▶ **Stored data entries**
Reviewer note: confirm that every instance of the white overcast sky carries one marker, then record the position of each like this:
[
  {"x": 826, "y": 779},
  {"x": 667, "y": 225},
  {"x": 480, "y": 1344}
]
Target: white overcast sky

▶ **Exercise directions**
Copy the data above exactly. Every line must be included.

▶ **Response below**
Reviewer note: confirm that every instance of the white overcast sky carries one marker, then record the position of each like this:
[
  {"x": 826, "y": 779},
  {"x": 667, "y": 225},
  {"x": 480, "y": 1344}
]
Target: white overcast sky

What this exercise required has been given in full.